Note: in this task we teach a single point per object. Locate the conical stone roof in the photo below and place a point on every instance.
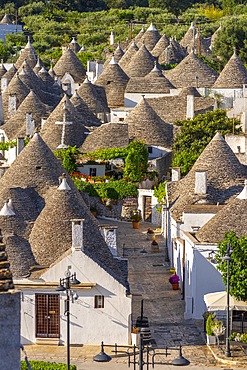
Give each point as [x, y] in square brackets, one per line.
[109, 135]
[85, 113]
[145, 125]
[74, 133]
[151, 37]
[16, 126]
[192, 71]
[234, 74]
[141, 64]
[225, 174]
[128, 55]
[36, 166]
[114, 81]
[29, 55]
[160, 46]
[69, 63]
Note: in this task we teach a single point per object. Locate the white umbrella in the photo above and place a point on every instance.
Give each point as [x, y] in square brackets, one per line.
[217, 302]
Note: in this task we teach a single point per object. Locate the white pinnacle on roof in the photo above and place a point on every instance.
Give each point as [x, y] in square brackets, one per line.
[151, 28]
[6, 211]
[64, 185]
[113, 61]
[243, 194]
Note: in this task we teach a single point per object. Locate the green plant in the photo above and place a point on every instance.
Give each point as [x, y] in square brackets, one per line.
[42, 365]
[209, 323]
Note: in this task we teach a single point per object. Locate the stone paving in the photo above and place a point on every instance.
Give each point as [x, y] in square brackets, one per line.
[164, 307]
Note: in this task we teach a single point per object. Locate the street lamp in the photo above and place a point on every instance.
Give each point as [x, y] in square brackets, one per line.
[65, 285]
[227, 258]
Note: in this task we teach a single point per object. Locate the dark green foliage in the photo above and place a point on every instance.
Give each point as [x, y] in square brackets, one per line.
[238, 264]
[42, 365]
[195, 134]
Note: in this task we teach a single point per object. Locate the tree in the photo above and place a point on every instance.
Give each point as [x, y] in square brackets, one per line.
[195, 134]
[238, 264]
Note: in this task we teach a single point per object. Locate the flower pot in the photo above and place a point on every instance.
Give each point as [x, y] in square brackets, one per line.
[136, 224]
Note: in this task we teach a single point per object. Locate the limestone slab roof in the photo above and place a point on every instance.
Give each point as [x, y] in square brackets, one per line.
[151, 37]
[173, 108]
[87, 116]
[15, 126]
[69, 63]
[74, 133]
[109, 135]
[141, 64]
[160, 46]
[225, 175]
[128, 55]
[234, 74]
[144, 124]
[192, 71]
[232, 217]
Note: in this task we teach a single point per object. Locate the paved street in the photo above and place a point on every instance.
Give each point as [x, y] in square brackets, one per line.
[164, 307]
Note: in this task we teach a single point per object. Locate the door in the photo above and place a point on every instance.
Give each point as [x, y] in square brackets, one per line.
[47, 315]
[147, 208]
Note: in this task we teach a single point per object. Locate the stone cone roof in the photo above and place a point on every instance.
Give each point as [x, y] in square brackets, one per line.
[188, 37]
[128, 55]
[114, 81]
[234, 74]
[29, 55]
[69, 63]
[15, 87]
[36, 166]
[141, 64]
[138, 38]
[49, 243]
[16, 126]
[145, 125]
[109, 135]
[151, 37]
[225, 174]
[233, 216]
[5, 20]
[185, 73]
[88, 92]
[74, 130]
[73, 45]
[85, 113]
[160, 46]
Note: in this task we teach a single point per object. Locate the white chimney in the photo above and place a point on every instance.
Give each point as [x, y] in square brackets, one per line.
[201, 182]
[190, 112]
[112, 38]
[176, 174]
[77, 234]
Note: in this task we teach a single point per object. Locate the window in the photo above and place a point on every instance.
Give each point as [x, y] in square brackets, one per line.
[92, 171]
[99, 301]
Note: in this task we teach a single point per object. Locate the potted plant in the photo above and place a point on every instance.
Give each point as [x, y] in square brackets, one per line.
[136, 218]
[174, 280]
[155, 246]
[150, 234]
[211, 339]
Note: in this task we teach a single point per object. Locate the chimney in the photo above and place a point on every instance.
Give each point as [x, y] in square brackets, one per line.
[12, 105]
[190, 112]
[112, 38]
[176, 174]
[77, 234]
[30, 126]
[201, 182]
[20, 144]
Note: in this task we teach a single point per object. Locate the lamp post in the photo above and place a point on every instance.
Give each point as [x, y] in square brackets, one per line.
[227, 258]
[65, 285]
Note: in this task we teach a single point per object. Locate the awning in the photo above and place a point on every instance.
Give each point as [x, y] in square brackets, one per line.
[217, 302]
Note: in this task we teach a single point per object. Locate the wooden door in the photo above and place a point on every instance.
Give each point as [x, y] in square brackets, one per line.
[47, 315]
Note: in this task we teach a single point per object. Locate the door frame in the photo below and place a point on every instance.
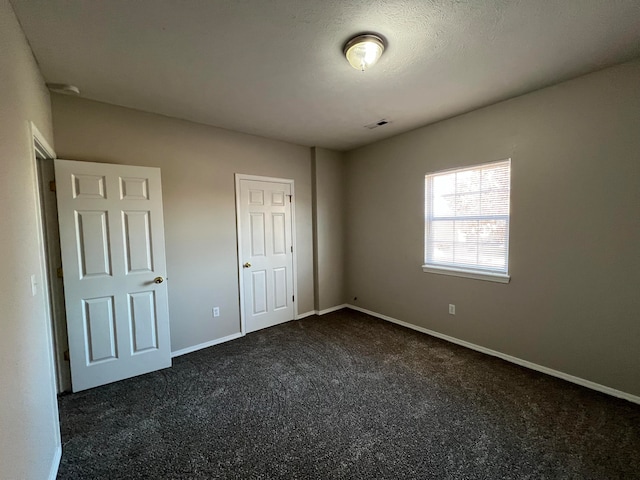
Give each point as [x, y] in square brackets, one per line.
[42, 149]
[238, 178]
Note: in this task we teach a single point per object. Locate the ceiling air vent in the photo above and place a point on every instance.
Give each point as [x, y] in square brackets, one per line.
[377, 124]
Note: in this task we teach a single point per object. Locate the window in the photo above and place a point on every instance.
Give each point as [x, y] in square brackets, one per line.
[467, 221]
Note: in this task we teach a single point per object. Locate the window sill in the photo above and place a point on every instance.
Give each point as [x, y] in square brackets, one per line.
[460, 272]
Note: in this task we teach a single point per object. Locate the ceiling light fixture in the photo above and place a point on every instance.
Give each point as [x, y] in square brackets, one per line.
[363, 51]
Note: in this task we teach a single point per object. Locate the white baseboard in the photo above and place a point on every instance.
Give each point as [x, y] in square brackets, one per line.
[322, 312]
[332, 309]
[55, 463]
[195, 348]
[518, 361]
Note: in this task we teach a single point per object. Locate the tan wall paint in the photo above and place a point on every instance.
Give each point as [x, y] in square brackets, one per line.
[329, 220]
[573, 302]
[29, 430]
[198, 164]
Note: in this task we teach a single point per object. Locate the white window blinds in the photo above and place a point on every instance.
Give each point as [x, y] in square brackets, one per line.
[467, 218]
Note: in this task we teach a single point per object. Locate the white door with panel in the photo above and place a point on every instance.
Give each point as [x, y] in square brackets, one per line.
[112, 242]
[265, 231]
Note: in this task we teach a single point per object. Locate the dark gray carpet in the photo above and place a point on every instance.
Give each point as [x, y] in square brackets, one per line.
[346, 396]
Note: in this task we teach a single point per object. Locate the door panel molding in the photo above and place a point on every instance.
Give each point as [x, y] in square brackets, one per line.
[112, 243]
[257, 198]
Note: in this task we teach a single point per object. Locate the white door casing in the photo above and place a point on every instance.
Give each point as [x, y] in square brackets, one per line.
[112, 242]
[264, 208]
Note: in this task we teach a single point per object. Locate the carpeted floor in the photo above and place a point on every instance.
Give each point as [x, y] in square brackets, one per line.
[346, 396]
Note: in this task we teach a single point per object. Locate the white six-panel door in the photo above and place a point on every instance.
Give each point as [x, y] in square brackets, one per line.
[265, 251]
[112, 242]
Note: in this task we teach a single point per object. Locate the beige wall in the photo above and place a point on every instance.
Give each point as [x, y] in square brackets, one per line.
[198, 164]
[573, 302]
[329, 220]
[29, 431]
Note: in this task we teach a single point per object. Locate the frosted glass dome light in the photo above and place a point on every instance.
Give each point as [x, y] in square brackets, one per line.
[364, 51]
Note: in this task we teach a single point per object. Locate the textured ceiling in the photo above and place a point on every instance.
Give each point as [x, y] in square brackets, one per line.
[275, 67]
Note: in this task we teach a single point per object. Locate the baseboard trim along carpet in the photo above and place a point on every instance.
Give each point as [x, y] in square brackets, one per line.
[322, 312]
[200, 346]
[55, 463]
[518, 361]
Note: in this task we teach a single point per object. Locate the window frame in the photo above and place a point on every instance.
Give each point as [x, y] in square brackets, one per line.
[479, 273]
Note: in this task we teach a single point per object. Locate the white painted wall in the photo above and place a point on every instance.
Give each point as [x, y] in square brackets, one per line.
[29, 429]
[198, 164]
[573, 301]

------

**Given instruction**
Return the listing above word for word, with the pictures removed.

**Solved exercise**
Note: in this task we teach a single point per object. Locate the conical stone roof in the photo below and place a point on every instance.
Give each point as [x, y] in square brackets, one per line.
[109, 135]
[85, 113]
[145, 125]
[74, 133]
[151, 37]
[16, 126]
[192, 71]
[234, 74]
[141, 64]
[225, 174]
[128, 55]
[36, 166]
[114, 81]
[29, 55]
[160, 46]
[69, 63]
Note: in this task we teach a single point per object. Locate the white umbrella in the photo above and place a point on every instance.
Give each point as [x, y] in square brackets, one per line.
[217, 302]
Note: in this task we teach a single point per object. Locate the white pinnacle on roof in the photo above and place a point on every instance.
Give each point as [x, y] in square brackets, one per line.
[151, 28]
[6, 211]
[64, 185]
[113, 61]
[243, 194]
Note: in this task we teach a single point per object. Locate the green plant in the photo above and place a point on every instance.
Give each point as [x, y] in square brackets, one per line.
[42, 365]
[209, 323]
Note: in this task we teach a single point per object. Locate the stone paving in the photo above and place a point on every instance.
Give each point as [x, y] in square brackets, one per line.
[164, 307]
Note: in this task we teach a single point per object. Locate the street lamp in the photo above and place a point on every instance.
Give each point as [x, y] in square brackets, one per line.
[65, 285]
[227, 258]
Note: in this task we teach a single point per object. Locate the dark green foliage in the photo above and place a point on every instance.
Give each point as [x, y] in square brackets, one per line.
[238, 264]
[42, 365]
[195, 134]
Note: in this task we teach a single point per object. Locate the tree in the photo above and place a point on every instance.
Give each point as [x, y] in square brackets, one per line.
[195, 134]
[238, 264]
Note: in this task we teach a single point per object. Locate the flower pot in the photo above and place a point on every instance.
Give each point as [x, y] in square brackets, one per line.
[136, 224]
Note: in this task we teach a single point per object. Locate the limestone slab roof in the photo above and place a point on every instance.
Give each point as [x, y] in square brackets, one per line.
[151, 37]
[173, 108]
[87, 116]
[15, 126]
[69, 63]
[74, 133]
[109, 135]
[141, 64]
[160, 46]
[225, 175]
[128, 55]
[234, 74]
[144, 124]
[192, 71]
[232, 217]
Note: in this task we teach a single point per object. Locate the paved street in the photo above and place a point on every instance.
Give each point as [x, y] in square brackets, one per line.
[164, 307]
Note: in this task we teach a single point per object. Locate the door in the photo above and place a point on every instance.
Give each point as [x, y] in square brackets, one per line.
[47, 315]
[147, 208]
Note: in this task we teach a single point per object. Locate the stone cone roof in the photo above and place a point on every instance.
Give each point as [x, y] in square brackets, one per line.
[188, 37]
[128, 55]
[114, 81]
[234, 74]
[29, 55]
[69, 63]
[15, 87]
[36, 166]
[141, 64]
[138, 38]
[49, 243]
[16, 126]
[145, 125]
[109, 135]
[151, 37]
[225, 174]
[233, 216]
[5, 20]
[185, 73]
[88, 92]
[74, 130]
[73, 45]
[85, 113]
[160, 46]
Note: in this task we teach a single point per object. Locate the white chimney in the photo above and place a point on every instance.
Give each point as [x, y] in square brackets, one per line.
[201, 182]
[190, 112]
[112, 38]
[176, 174]
[77, 234]
Note: in this task we teach a single point per object. Locate the window in the photo above and place a point on every instance.
Give each point as [x, y] in square brackets, one per line.
[92, 171]
[99, 301]
Note: in this task we teach a single point per object. Locate the potted plant in the photo above and place a point on every instance.
Give each point as [x, y] in square brackets, one per line.
[136, 218]
[174, 280]
[155, 246]
[150, 234]
[211, 339]
Note: in this task we teach a single point per object. Locate the chimney in the photo above and place a point on every instance.
Give each point as [x, y] in square brackets, one per line.
[12, 105]
[190, 112]
[112, 38]
[176, 174]
[77, 234]
[30, 126]
[201, 182]
[20, 144]
Note: in this task we teach a single point per object. Locate the lamp post in the photo above and place a point on every instance.
Give each point as [x, y] in square brackets, one per line.
[227, 258]
[65, 285]
Note: in this task we teach a single point per object. Locate the awning in the photo above and place a point on every instance.
Give each point as [x, y] in square brackets, one per line.
[217, 302]
Note: in this task we teach a single point per object. Locate the wooden door in the photo above and place a point on every instance.
Give each point as [x, y] in square brackets, one per line.
[47, 315]
Note: in this task we teach a single point per object. Locate the door frame in the photo below and place a point on every instance.
Give each point as [x, y] in square brackets, one per line.
[42, 149]
[238, 178]
Note: in this task we teach a single point per object. Locate the ceiling air vent in the photo above and place a point on every instance.
Give each point as [x, y] in square brackets, one per line.
[377, 124]
Note: in this task we teach a single point per object. Locate the window in the photo above and place a point on every instance.
Give each point as [x, y] in square brackets, one per line.
[467, 221]
Note: in this task we teach a single point per object. Locate the window sill in the photo above and place a point on every instance.
Give each point as [x, y] in square brackets, one per line.
[460, 272]
Note: in this task we teach a single point per object. Locate the ceiling light fixture in the photo above and place a point on every instance.
Give each point as [x, y] in square brackets, one per line.
[363, 51]
Note: in this task we teach a single point per object. Locate the white baseboard in the photo above and place a point on every instance.
Give each point as [x, y] in square brackets, one per line.
[322, 312]
[332, 309]
[55, 463]
[195, 348]
[518, 361]
Note: in this task we teach a single point per object. Locate the tan wall paint in the photo above and place a point on every instance.
Give each point as [x, y] in square brackets, one per line.
[329, 220]
[573, 302]
[29, 430]
[198, 164]
Note: in this task we teach a single point per object. Locate the white window blinds in the photo above and place a point on every instance.
Give each point as [x, y] in square brackets, one per line.
[467, 218]
Note: in this task we teach a single point per object. Locate the white door with panel in the photo above and place a point on every instance.
Give each point as [x, y] in square brackets, one per line.
[112, 242]
[265, 231]
Note: in this task we teach a single point per object. Locate the dark gray carpet in the photo above and place a point on every instance.
Give each point as [x, y] in square brackets, one per line.
[346, 396]
Note: in this task we teach a single point per object. Locate the door panel molding in the photo above and place a point on every instance.
Give each point as [x, y] in square brackets, one per line.
[112, 243]
[257, 198]
Note: in this task we teach a single point per object. Locate the white door casing in the photo above and place a point on every instance.
Give each point as [x, y] in square brackets, one per line.
[112, 242]
[264, 208]
Note: in this task we teach a single point per object. Locate the carpeted floor in the photo above and place a point on every instance.
Give each point as [x, y] in square brackets, one per line.
[346, 396]
Note: in this task we teach a single point per object. Locate the white six-panel door in the photo above and place a point on every instance.
Give each point as [x, y] in square brackets, one per line.
[265, 251]
[112, 242]
Note: in this task we teach a single point per object. Locate the beige wall in the photo above and place a point on every instance.
Give each point as [x, y] in square brackets, one per line.
[198, 164]
[573, 302]
[329, 220]
[29, 431]
Note: in this task we teach a single point per object. Locate the frosted glass dome light in the photo above and place a point on every instance.
Give each point as [x, y] in square brackets, one per line.
[364, 51]
Note: in this task we teach a single point per object. Locate the textured ceiling in the photo above and place a point on every instance.
Give each point as [x, y] in square brackets, one per line.
[275, 67]
Note: in this task we teach a single point per object. Locate the baseboard trim along carpet in the photo above and place a point on every instance.
Give each point as [x, y] in square brackets, one per line.
[322, 312]
[200, 346]
[55, 463]
[518, 361]
Note: in this task we teach a single point per object. Locate the window frame in the photo above and place a point on every instance.
Give each point as [x, y] in square brackets, one per line.
[479, 273]
Note: in this task we teach a single point per object. Locate the white painted wall in the photo above and place a point on every instance.
Give each point as [x, y] in square brackets, one per line.
[29, 429]
[198, 164]
[573, 301]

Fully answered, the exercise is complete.